▶ _MATERIALS PROVIDED_:
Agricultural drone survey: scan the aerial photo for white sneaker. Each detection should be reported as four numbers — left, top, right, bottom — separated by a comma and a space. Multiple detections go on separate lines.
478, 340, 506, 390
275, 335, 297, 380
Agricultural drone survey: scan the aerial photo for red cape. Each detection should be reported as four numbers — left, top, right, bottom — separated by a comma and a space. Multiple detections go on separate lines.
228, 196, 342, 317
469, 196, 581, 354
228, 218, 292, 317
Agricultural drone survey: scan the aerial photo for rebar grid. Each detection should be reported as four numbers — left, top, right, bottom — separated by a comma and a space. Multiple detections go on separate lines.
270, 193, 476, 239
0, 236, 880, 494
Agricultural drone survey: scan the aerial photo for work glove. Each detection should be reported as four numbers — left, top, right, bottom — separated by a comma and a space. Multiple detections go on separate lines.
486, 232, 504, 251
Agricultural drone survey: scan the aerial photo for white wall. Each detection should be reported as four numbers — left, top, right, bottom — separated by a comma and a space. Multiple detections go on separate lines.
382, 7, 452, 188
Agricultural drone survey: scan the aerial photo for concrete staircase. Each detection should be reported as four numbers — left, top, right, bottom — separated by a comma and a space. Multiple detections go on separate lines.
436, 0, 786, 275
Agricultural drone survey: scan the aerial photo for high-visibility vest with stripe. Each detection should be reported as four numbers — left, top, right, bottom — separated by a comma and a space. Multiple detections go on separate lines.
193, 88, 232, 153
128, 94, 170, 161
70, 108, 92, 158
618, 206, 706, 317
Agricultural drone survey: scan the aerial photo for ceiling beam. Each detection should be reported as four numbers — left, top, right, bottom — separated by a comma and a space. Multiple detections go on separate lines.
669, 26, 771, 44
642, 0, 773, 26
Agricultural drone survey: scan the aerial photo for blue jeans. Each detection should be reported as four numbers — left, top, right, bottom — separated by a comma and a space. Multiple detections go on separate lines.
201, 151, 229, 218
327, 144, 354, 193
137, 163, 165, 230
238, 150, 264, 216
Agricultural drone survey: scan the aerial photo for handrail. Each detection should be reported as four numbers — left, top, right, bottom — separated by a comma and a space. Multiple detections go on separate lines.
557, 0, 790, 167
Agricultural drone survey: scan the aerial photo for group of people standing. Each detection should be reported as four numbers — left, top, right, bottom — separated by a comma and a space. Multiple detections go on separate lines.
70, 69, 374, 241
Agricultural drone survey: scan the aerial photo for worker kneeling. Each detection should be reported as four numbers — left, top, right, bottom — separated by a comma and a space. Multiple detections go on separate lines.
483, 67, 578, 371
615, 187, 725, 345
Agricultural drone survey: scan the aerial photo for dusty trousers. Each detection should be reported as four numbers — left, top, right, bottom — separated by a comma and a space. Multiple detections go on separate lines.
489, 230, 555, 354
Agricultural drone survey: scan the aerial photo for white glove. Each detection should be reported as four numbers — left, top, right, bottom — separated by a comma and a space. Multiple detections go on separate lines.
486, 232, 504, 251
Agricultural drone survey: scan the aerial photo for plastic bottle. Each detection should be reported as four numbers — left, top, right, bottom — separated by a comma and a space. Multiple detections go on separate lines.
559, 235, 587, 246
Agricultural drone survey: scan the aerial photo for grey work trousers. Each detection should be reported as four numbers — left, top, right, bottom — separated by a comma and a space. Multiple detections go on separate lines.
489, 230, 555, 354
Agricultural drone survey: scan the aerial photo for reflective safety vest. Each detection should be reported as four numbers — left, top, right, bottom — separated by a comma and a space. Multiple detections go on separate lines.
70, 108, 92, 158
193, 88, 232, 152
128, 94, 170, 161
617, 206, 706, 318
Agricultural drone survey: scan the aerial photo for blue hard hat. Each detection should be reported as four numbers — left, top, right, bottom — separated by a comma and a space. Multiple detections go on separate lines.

▶ _WHAT YOU ARE ASKED TO DO_: Render the listing above as a Markdown table with the columns Row and Listing line, numbering each non-blank line in order and omitting blank lines.

▶ _RESPONSE TO THE TASK_:
| Row | Listing line |
|---|---|
| 1 | Agricultural drone survey: scan the aerial photo for white sneaker. Each detection should be reported as four numbers — left, top, right, bottom — separated by a comma and a space. Multiple detections go on separate lines. |
| 2 | 478, 340, 506, 390 |
| 3 | 275, 335, 297, 380 |
| 4 | Agricultural drone survey: scan the aerial photo for red cape. Each detection should be reported as four numbers — left, top, right, bottom — separated by a comma and a space. Multiple detections go on separate lines. |
| 5 | 228, 196, 342, 317 |
| 6 | 469, 196, 581, 354 |
| 7 | 228, 218, 292, 317 |
| 8 | Agricultural drone survey: scan the aerial photo for rebar grid. Each detection should be reported as four numbers — left, top, right, bottom — separated by a comma and a space. Multiple detections go on separate lines. |
| 9 | 270, 193, 476, 239 |
| 10 | 0, 236, 880, 494 |
| 11 | Agricultural drone survey: scan the aerial photo for work glove. Each detection should be reported as four numbers — left, top, right, bottom — separated by a comma and a space. Multiple detections go on separate lines. |
| 12 | 486, 232, 504, 251 |
| 13 | Agricultural drone survey: scan the aerial photo for white wall. Each detection should be reported as four numbers — left, top, right, bottom — separated by a comma and a space. Multiple detections go on separate lines. |
| 14 | 382, 7, 452, 188 |
| 15 | Agricultural drone survey: scan the aerial photo for concrete staircase. Each detection should be reported as four numbers — left, top, right, bottom — separated by a comma and a space. Multiple detections go on separate lines. |
| 16 | 436, 0, 786, 275 |
| 17 | Agricultural drone survey: scan the aerial photo for high-visibility vest with stripe. Each detection should be reported as four numbers — left, top, right, bottom — separated by a comma and a space. Multiple detections go on separate lines. |
| 18 | 193, 88, 232, 153 |
| 19 | 128, 94, 170, 161 |
| 20 | 70, 108, 92, 158 |
| 21 | 618, 206, 706, 317 |
| 22 | Agricultural drone survey: scan the aerial photo for ceiling beam. Each detection should be reported as four numbers — left, top, right, bottom — separated by a comma and a space. Multiple detections go on separate lines. |
| 23 | 669, 26, 771, 44 |
| 24 | 642, 0, 773, 26 |
| 25 | Agricultural drone survey: scan the aerial photo for blue jeans. Each detection should be reported as four numbers — left, top, right, bottom — separated by a comma and a space. Multiple detections go on separate lines. |
| 26 | 201, 151, 229, 218 |
| 27 | 327, 144, 354, 193 |
| 28 | 137, 163, 165, 230 |
| 29 | 238, 150, 264, 216 |
| 30 | Agricultural drone survey: scan the aerial photo for handrail. Each detection should be reported as four numbers — left, top, right, bottom — separated by a comma and a space. Multiple detections go on separate lines. |
| 31 | 557, 0, 790, 167 |
| 32 | Agricultural drone survey: scan the aerial photo for group of people standing. Each detection should be reported as four numbers — left, top, right, bottom — separated by a comma and a space. Multiple detections go on separate lines. |
| 33 | 70, 69, 374, 241 |
| 34 | Agricultural drone survey: scan the aerial photo for worker kneeling. Each detection should be reported as four numbers — left, top, right, bottom — separated by a comma and a space. Multiple detections go on separate lines. |
| 35 | 483, 67, 578, 371 |
| 36 | 615, 187, 725, 345 |
| 37 | Agricultural drone survey: scan the aerial photo for dusty trousers. Each detection should be reported as four numbers — left, top, right, bottom — separated by a comma and a space. Multiple detections go on separate lines. |
| 38 | 489, 230, 555, 354 |
| 39 | Agricultural drone survey: scan the aerial photo for white glove. Each detection should be reported as four numbers — left, top, right, bottom — separated by a comma and a space. Multiple detections go on separate lines. |
| 40 | 486, 232, 504, 251 |
| 41 | Agricultural drone survey: scan the aerial photo for plastic bottle. Each detection should be reported as four numbers — left, top, right, bottom — separated by a comma and a space. Multiple detections go on separate lines. |
| 42 | 559, 235, 587, 246 |
| 43 | Agricultural drone survey: scan the aerial photo for grey work trousers. Each detection should be reported as four numbers — left, top, right, bottom — separated by a comma and a space. Multiple detections go on separate lines. |
| 44 | 489, 230, 555, 354 |
| 45 | Agricultural drone survey: scan the aerial photo for reflective safety vest. Each detection should be reported as four numbers — left, top, right, bottom — separated by a comma and a space. Multiple detections go on separate lines. |
| 46 | 70, 108, 92, 158 |
| 47 | 193, 88, 232, 152 |
| 48 | 128, 94, 170, 161 |
| 49 | 617, 206, 706, 318 |
| 50 | Agricultural drone survey: scan the aerial photo for blue hard hat. Each detection should be reported as four numbers — left, top, right, bottom — separated by a comma and a space. Multiple detections go on separate lines. |